WHAT NEEDS TO BE DONE:
Pull every line with the word "beret" out of the entries below.

Records contained in a dataset:
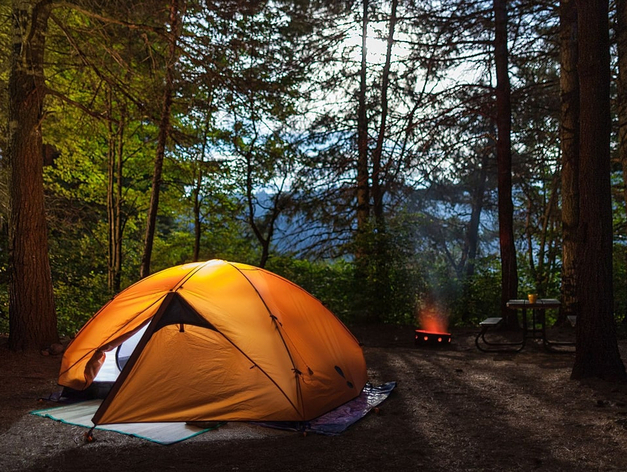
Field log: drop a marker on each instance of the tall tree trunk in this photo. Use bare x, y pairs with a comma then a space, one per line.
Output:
597, 348
197, 189
377, 189
509, 270
164, 131
621, 39
114, 197
471, 242
32, 318
363, 193
469, 251
569, 93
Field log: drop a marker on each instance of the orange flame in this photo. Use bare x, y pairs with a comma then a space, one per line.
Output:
432, 319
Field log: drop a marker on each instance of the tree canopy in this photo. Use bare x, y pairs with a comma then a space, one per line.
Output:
379, 153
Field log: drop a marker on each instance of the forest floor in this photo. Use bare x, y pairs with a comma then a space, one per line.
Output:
453, 409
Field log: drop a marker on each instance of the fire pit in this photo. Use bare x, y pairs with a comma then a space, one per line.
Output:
431, 338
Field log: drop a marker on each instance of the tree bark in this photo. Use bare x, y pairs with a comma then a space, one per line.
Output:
621, 40
32, 318
509, 270
114, 197
164, 131
377, 188
597, 348
363, 193
569, 96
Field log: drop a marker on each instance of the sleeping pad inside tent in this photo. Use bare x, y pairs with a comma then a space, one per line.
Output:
215, 341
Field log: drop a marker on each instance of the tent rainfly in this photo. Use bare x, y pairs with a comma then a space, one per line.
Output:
223, 341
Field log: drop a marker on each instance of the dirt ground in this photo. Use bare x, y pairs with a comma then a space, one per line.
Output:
453, 409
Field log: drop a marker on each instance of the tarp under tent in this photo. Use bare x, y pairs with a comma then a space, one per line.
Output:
216, 341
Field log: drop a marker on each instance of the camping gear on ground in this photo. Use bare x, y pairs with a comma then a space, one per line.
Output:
332, 423
222, 341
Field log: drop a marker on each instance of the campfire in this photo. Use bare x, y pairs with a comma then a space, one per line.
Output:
434, 325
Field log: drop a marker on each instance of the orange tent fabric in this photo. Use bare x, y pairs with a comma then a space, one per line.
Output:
224, 341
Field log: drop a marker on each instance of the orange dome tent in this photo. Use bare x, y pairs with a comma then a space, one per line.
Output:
222, 342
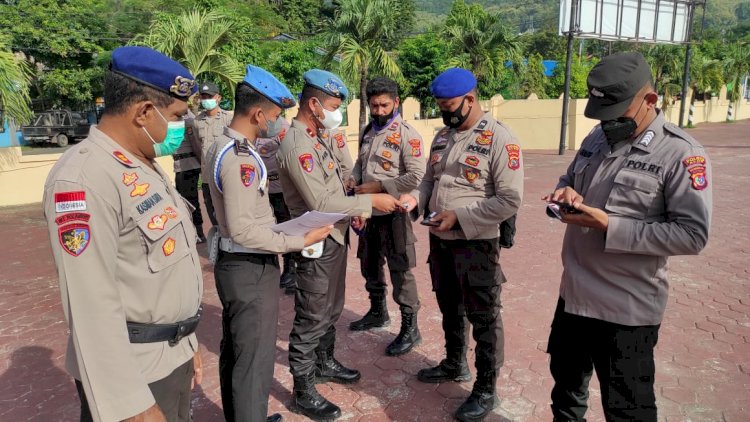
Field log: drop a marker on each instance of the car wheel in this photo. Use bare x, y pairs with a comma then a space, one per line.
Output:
61, 139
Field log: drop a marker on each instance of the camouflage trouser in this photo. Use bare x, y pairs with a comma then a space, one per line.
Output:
390, 238
467, 280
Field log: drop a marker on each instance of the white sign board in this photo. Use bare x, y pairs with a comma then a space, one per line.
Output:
662, 21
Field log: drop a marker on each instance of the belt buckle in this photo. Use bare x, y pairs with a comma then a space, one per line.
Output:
179, 335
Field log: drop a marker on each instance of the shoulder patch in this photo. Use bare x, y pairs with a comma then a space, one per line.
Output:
74, 237
306, 161
340, 141
122, 158
247, 174
514, 156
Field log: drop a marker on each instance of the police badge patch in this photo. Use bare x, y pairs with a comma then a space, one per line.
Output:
247, 174
74, 238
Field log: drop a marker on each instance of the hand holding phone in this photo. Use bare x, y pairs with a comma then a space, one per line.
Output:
428, 220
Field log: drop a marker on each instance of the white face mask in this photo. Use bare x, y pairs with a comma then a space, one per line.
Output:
332, 119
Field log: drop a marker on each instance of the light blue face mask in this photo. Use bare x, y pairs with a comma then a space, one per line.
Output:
209, 104
173, 139
273, 128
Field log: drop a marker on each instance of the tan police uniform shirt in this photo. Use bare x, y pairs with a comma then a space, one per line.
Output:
124, 246
242, 207
393, 156
335, 140
185, 158
267, 147
313, 180
657, 193
478, 173
204, 131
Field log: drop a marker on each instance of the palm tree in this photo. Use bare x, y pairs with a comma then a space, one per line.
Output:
15, 77
356, 36
195, 39
736, 67
479, 41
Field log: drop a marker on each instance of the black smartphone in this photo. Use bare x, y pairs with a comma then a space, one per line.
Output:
565, 207
428, 220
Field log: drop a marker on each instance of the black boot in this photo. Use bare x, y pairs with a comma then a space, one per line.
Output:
288, 280
275, 418
407, 338
376, 317
310, 403
328, 369
450, 369
481, 401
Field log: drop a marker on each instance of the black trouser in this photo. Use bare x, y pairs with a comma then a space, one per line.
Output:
317, 305
186, 183
209, 204
172, 395
281, 212
467, 278
623, 357
390, 238
248, 286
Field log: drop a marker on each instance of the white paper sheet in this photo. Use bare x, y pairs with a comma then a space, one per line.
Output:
306, 222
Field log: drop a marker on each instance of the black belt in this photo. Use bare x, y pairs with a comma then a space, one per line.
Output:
155, 333
183, 156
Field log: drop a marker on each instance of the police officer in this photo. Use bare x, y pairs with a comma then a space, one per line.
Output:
247, 270
474, 181
203, 131
187, 172
391, 159
641, 192
312, 180
267, 147
124, 246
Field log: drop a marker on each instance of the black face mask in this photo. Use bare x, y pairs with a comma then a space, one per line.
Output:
620, 129
381, 121
454, 119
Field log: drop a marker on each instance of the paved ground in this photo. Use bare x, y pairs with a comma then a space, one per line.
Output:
703, 356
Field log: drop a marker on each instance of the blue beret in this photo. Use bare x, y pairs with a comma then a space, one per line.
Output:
154, 69
268, 86
326, 82
453, 83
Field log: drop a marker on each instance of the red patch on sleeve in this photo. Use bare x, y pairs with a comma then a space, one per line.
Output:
306, 161
514, 156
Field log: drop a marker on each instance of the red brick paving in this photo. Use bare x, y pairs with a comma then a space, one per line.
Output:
703, 356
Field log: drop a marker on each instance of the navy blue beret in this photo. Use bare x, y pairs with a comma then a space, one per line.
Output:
326, 82
154, 69
267, 85
452, 83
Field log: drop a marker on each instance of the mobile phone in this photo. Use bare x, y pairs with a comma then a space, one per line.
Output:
428, 220
568, 208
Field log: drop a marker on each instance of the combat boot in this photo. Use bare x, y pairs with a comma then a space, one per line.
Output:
309, 402
481, 401
407, 338
328, 369
449, 369
376, 317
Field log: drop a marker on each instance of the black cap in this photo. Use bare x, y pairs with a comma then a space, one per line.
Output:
613, 83
208, 88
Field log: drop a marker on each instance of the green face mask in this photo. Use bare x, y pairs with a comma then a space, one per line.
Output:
209, 104
175, 135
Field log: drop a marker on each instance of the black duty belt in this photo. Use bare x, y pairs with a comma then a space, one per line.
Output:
155, 333
183, 156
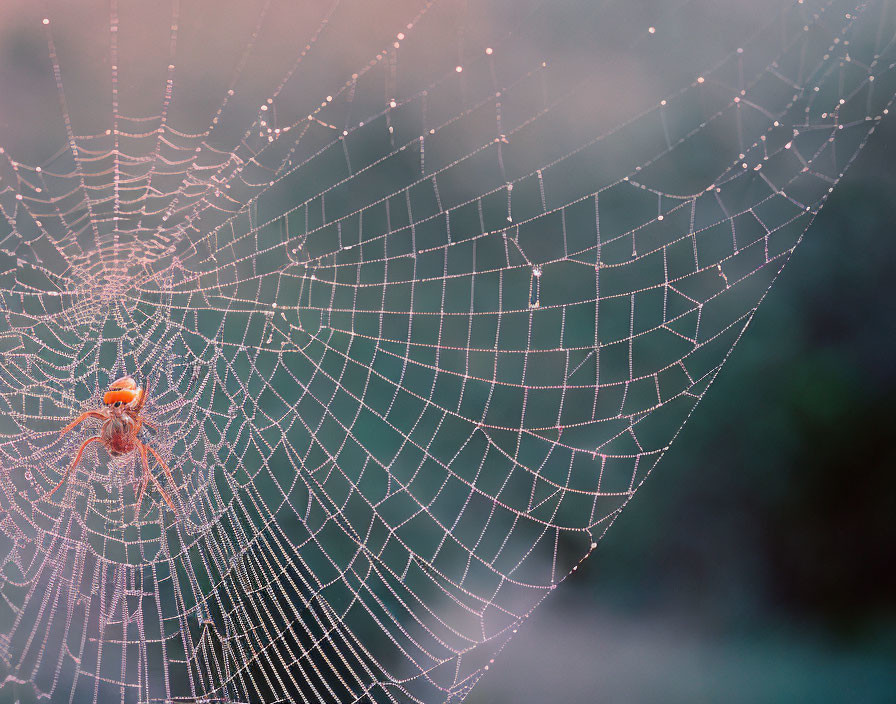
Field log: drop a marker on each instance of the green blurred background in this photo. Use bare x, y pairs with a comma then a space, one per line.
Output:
758, 563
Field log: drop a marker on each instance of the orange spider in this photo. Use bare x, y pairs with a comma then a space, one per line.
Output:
121, 424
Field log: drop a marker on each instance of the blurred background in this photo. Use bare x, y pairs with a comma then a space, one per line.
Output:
758, 562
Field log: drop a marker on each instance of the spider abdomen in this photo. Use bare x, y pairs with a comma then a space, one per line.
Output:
118, 435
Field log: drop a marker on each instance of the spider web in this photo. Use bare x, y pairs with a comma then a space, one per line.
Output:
422, 292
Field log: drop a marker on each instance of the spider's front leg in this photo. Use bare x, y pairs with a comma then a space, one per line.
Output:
99, 415
74, 464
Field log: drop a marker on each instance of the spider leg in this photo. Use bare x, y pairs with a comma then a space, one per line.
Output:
99, 415
143, 449
143, 482
74, 464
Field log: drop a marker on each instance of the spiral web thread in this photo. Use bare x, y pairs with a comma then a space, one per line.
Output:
422, 292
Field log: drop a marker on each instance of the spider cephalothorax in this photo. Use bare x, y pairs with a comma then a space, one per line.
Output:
122, 420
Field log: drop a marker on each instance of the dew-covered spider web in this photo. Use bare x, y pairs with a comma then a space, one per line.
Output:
421, 291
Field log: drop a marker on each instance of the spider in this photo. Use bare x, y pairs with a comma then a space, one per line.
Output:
122, 421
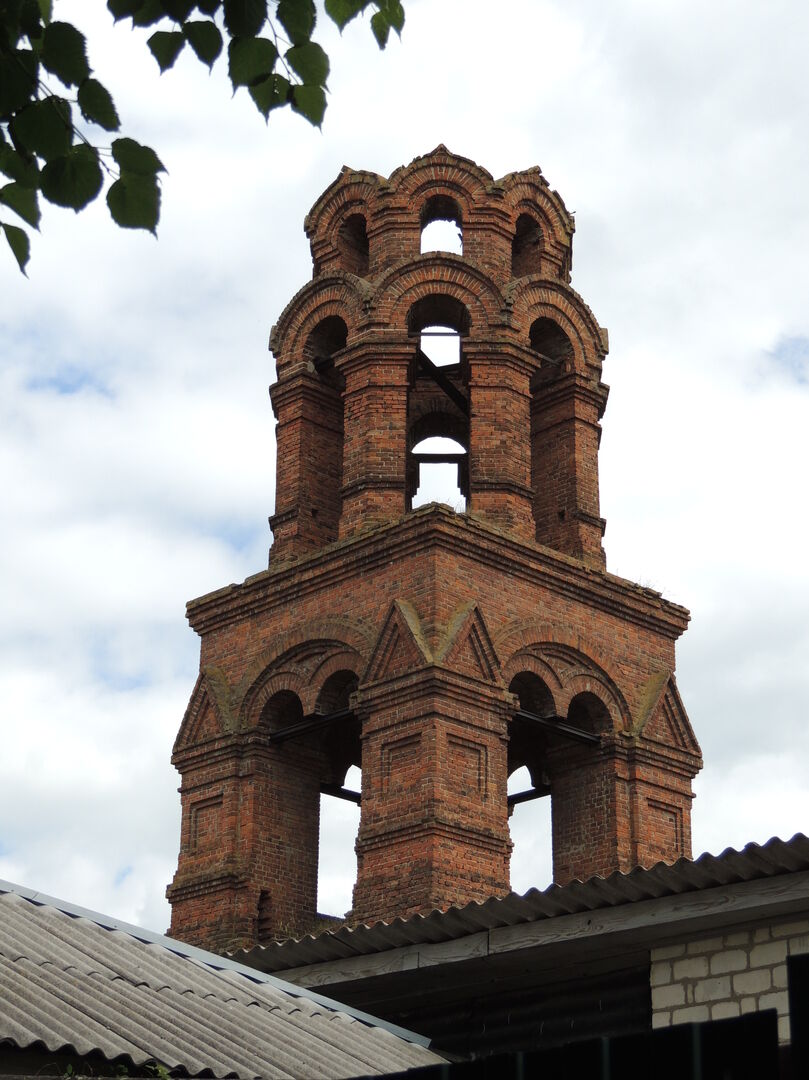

COMPLETED EXERCISE:
Field log: drop a marker on each instance of the blue beret in this photo. Use bare x, y pairs with a comma then a space, one per line.
Field log: drop a marker on each instance of the navy blue beret in this photo. Use bare x, y pairs with a comma then a space, one per line.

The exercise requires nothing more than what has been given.